- _EXCERPTED TEXT_
•••

Formalisation of the employment contract: a founding act

The employment contract is the first concrete manifestation of the employee's rights. Although there is no general obligation to draw up a written contract for a full-time indefinite contract (the law permits a verbal contract), practice and European law impose growing obligations.

What the European directive on transparent working conditions requires

Directive (EU) 2019/1152, transposed into French law by order n°2022-1389 of 1 November 2022, requires the employer to provide the employee, no later than the seventh calendar day following the start of the employment relationship, a written document containing at a minimum: the identity of the parties, place of work, job title or nature, start date, duration and conditions of leave, remuneration, normal working hours, applicable collective agreements and procedures in case of dismissal. For fixed-term contracts, part-time indefinite contracts, temporary work contracts and seasonal contracts, writing remains mandatory from the outset.

This transparency obligation makes a rapid and traceable signature process essential. This is precisely the benefit of electronic signature for HR, which allows a compliant contract to be provided and signed within minutes, with certified time-stamping.

•••

- _EXTRACTED INFORMATION_
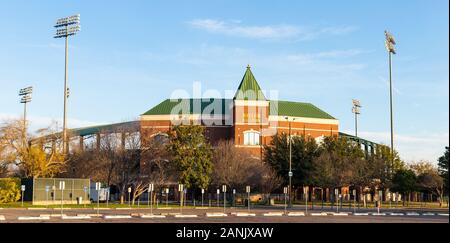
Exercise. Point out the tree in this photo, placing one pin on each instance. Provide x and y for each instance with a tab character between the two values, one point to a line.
9	190
433	183
233	167
429	179
192	155
304	151
237	168
36	156
405	182
443	168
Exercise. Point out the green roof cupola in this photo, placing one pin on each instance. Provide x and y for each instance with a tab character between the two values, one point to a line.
249	88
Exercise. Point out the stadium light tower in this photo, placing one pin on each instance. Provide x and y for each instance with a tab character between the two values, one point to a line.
25	93
290	174
356	110
390	46
66	27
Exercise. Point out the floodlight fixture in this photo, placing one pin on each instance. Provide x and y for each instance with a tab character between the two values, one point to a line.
390	42
65	27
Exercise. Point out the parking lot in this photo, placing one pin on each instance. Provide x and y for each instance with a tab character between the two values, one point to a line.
217	215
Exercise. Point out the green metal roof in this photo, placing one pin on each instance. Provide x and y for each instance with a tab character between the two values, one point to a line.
249	88
282	108
186	106
297	109
357	139
132	126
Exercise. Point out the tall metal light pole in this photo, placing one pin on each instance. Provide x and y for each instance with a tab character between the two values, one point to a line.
25	93
356	111
290	162
390	46
66	27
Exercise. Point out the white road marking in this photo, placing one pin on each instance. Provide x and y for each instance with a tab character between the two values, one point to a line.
76	217
152	216
245	214
216	215
273	214
33	218
117	217
186	216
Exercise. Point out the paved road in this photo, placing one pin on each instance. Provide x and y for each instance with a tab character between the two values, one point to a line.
400	216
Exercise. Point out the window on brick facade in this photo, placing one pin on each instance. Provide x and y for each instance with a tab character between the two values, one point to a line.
251	138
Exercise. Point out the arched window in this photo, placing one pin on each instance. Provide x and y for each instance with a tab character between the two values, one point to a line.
251	138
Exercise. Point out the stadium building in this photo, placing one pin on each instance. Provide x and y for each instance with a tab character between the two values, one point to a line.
249	120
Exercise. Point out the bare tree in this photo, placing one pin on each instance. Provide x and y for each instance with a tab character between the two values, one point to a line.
36	156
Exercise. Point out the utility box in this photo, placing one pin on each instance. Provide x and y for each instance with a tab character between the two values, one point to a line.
46	191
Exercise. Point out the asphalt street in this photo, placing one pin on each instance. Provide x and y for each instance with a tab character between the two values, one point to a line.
217	215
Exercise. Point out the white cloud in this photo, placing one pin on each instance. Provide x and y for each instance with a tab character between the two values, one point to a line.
425	146
283	31
39	122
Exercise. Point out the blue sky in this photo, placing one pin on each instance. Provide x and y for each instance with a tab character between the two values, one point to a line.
130	55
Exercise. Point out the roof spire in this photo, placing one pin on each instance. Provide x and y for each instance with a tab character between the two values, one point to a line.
249	88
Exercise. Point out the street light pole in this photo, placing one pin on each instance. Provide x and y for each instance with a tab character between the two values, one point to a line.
390	46
356	110
290	163
66	27
25	93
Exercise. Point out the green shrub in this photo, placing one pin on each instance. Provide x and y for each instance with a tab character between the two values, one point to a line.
9	190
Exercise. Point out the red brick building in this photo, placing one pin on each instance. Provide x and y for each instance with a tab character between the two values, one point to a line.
249	119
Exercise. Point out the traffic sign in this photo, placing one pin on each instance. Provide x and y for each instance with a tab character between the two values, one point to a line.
151	187
98	186
62	185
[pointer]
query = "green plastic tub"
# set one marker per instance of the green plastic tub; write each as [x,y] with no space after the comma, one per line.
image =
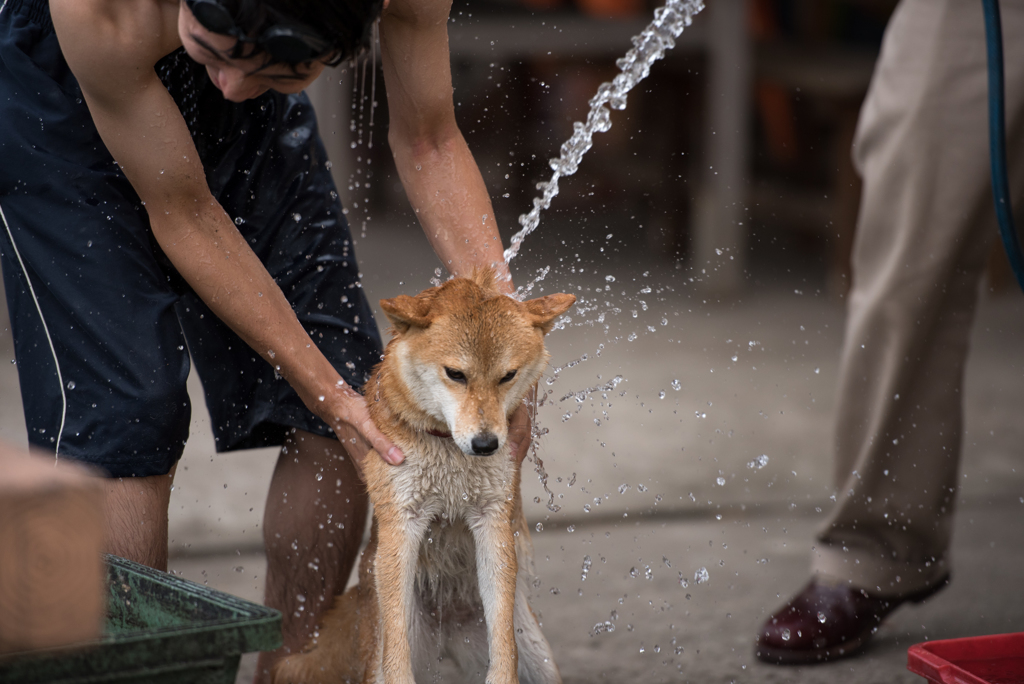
[160,630]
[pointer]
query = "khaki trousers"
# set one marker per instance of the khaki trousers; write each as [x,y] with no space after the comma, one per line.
[925,229]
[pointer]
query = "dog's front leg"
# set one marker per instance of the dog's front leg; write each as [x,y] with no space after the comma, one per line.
[399,535]
[496,570]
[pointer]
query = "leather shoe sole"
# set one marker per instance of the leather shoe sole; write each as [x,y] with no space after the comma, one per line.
[826,623]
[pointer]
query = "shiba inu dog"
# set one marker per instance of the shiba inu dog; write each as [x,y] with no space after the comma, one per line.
[448,563]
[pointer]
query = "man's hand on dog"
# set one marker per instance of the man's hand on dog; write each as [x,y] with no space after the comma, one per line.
[356,431]
[358,434]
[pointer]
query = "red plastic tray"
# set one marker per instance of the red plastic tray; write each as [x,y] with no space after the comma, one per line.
[993,659]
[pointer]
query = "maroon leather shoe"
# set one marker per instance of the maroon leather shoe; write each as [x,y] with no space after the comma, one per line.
[825,623]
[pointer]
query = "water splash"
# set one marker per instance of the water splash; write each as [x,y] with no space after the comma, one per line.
[648,47]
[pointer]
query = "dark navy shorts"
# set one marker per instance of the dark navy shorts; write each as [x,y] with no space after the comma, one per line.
[103,326]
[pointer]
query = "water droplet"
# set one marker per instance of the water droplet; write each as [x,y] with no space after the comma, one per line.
[759,462]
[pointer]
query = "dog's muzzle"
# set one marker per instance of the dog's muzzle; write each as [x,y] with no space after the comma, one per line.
[484,444]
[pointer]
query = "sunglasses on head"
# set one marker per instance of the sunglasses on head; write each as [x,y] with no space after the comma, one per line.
[286,42]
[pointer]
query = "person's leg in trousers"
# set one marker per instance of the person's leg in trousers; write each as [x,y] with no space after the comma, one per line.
[925,229]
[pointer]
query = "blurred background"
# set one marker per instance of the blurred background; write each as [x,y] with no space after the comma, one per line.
[688,407]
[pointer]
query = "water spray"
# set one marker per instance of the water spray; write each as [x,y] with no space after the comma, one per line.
[648,46]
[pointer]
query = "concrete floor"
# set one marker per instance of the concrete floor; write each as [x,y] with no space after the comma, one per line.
[755,376]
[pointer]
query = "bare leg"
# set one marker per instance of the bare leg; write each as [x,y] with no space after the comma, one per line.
[312,527]
[136,518]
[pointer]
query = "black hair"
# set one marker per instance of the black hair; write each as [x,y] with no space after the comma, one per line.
[346,25]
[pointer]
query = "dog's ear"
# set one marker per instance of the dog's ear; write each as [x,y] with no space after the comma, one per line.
[544,310]
[404,312]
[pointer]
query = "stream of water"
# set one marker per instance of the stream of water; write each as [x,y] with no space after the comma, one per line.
[648,46]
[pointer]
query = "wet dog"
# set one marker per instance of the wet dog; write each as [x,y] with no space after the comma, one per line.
[446,568]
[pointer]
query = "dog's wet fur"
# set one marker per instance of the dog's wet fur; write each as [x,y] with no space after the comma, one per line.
[448,564]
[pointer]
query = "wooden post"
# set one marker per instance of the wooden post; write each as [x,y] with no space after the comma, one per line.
[52,578]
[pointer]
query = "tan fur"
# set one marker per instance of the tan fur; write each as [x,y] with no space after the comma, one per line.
[446,569]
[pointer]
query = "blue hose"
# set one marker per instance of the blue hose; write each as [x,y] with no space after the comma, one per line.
[997,139]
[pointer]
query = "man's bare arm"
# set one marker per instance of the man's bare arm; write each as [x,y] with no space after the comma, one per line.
[112,47]
[436,168]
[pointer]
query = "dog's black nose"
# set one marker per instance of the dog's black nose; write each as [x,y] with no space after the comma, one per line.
[484,444]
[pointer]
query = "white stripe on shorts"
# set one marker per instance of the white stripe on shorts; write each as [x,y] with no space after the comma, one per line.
[64,396]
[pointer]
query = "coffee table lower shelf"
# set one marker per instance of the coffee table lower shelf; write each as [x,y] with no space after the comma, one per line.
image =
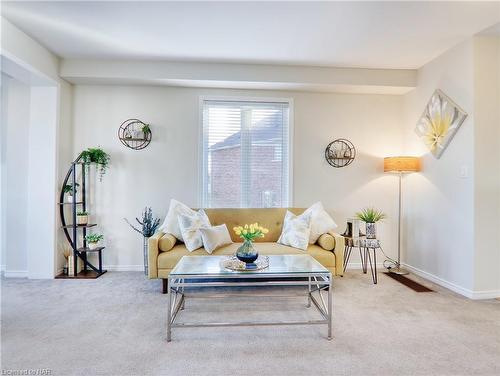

•••

- _REQUIRED TASKS_
1. Rewrite the passage on employment contract formalisation from "What the European" up to and including "from the outset.", putting "hiring company" in place of "employer".
2. According to the employment contract text, which kinds of contracts must be in writing from the outset?
3. Carry on the text about formalizing the employment contract, starting after its final sentence.

- _SOLVED TASKS_
1.
What the European directive on transparent working conditions requires

Directive (EU) 2019/1152, transposed into French law by order n°2022-1389 of 1 November 2022, requires the hiring company to provide the employee, no later than the seventh calendar day following the start of the employment relationship, a written document containing at a minimum: the identity of the parties, place of work, job title or nature, start date, duration and conditions of leave, remuneration, normal working hours, applicable collective agreements and procedures in case of dismissal. For fixed-term contracts, part-time indefinite contracts, temporary work contracts and seasonal contracts, writing remains mandatory from the outset.

2.
- Fixed-term contracts
- Part-time indefinite contracts
- Temporary work contracts
- Seasonal contracts

3.
Mandatory provisions and regulated clauses

Certain clauses require particular formality to be enforceable: non-competition clause (mandatory financial consideration), mobility clause (precise geographical scope), probationary period (maximum duration according to professional category). In the absence of written form or if the clause is poorly drafted, the employee may rely on the nullity of the clause, or even on a requalification of the contract.

Safety, health and working conditions

Article L. 4121-1 of the Labour Code imposes on the employer a reinforced obligation of safety of result: he must take the necessary measures to ensure the safety and protect the physical and mental health of workers. This obligation is broken down around nine general principles of prevention (art. L. 4121-2).

The Single Document for the Assessment of Occupational Risks (DUERP)

Every company, from the first employee, must establish and keep up to date a DUERP. Since the Occupational Health Act of 2 August 2021 (law n°2021-1018), companies with at least 11 employees must retain successive versions of the DUERP for 40 years and file it on a digital portal managed by skills operators (OPCO) from July 2023. The failure to establish the DUERP is subject to a fifth-class fine (€1,500 per work unit not assessed).

Psychosocial risks and harassment

The employer must implement actions to prevent psychosocial risks (RPS), in particular moral harassment (art. L. 1152-4) and sexual harassment (art. L. 1153-5). In companies with at least 250 employees, the appointment of a sexual harassment liaison officer has been mandatory since 1 January 2019. Failure to prevent harassment can lead to the employer's conviction even if they are not the direct perpetrator of the acts (Cass. soc., 21 June 2006, n°05-43.914).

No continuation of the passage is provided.